Consigna - Prosigue el artículo sobre Karl Marx a partir de su última oración, la que menciona la «potencia demoniaca» que habitaba en su corazón.

–III–
Por: Luis Reed Torres
Que las fobias y los odios de Marx contra todo y contra todos –ya se ha comprobado en entregas anteriores que no escaparon a su profundo desprecio mexicanos e iberoamericanos en general, negros, eslavos y balcánicos, así como todo aquel que osara profesar alguna religión– se manifestaron desde muy temprano y causaron viva inquietud en el propio seno familiar, lo demuestra la siguiente carta que Heinrich Marx, su padre, le escribió desde Tréveris el 2 de marzo de 1837, es decir cuando el joven Karl frisaba los diecinueve años:
«Es curioso que yo, que por naturaleza me repugna escribir, sea inagotable cuando se trata de escribirte. Yo no puedo ni quiero disimular la debilidad que tengo por ti. Sucede que a veces mi corazón se llena de pensamientos hacia ti y tu porvenir. Y sin embargo, a veces no puedo evitar el tener ideas tristes, plenas de presentimiento y espanto, cuando soy herido como por un relámpago por el pensamiento siguiente: ¿Es que tu corazón es a la medida de tu espíritu y tus dotes? ¿Tienes lugar en él para estos sentimientos terrestres, pero muy dulces, que aportan tanto consuelo al hombre sensible en este valle de lágrimas? Tu corazón está manifiestamente habitado y dominado por una potencia demoniaca que no está en todos los hombres; este genio que te habita, ¿es de naturaleza terrestre o fáustica? ¿Es que tú no serás jamás –y ésta no es la duda menos punzante en mi corazón– accesible a una felicidad verdaderamente humana, es decir familiar? (D’ Arleville, Julien, Marx, ese Desconocido. La Desastrosa Historia del Fundador del Comunismo, Barcelona, Ediciones Acervo, 1972, 189 p., p. 41. Énfasis en el original).
¡Terribles líneas, convendrá el lector, que plasman con visión profética lo que Karl Marx encarnaría toda su vida: el odio, la envidia, la inestabilidad emocional y familiar, el egoísmo, la prepotencia y la soberbia! ¡De ahí que su padre aludiera en tan temprana época a la «potencia demoniaca» que habitaba en su corazón!

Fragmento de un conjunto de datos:
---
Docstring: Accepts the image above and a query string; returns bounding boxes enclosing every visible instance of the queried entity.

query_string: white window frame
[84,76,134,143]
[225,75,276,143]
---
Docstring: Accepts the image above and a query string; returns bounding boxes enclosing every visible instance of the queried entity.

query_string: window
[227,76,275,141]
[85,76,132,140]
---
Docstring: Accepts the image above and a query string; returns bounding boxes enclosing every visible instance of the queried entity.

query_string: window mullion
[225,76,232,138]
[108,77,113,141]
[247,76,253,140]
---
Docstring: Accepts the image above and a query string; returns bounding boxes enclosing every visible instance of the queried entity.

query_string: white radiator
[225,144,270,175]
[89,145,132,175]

Respuesta al ejercicio -
Y en la misma misiva, tras manifestarle de nuevo al joven Karl su amor paternal y externarle su preocupación por la suerte futura de Jenny –quien después se convertiría en esposa de Karl y sufriría lo indecible al lado de éste–, Heinrich Marx concluye de esta manera las líneas a su hijo:
«Tu ascensión, la esperanza halagadora de ver un día tu nombre gozar de alta reputación, tu felicidad sobre esta tierra, todo ello no es cosa sólo de mi corazón; éstas son quimeras nutridas desde hace largo tiempo, que han anclado profundamente en mí. Pero en el fondo estos sentimientos se deben en una gran parte a la flaqueza humana, y se mezclan a sentimientos menos puro, tales como el orgullo, la vanidad, el egoísmo, etcétera. Pero yo puedo asegurarte que la realización de tales quimeras no me haría feliz. Sólo me haría si tu corazón permanece puro y bate de manera puramente humana, y si algún genio demoniaco no es capaz de destruir en tu corazón los sentimientos más nobles; entonces, solamente, podría encontrar la felicidad que de ti me prometo desde hace tantos años; lo contrario sería el derrumbe del más bello objetivo de mi vida» (Ibidem, p. 42).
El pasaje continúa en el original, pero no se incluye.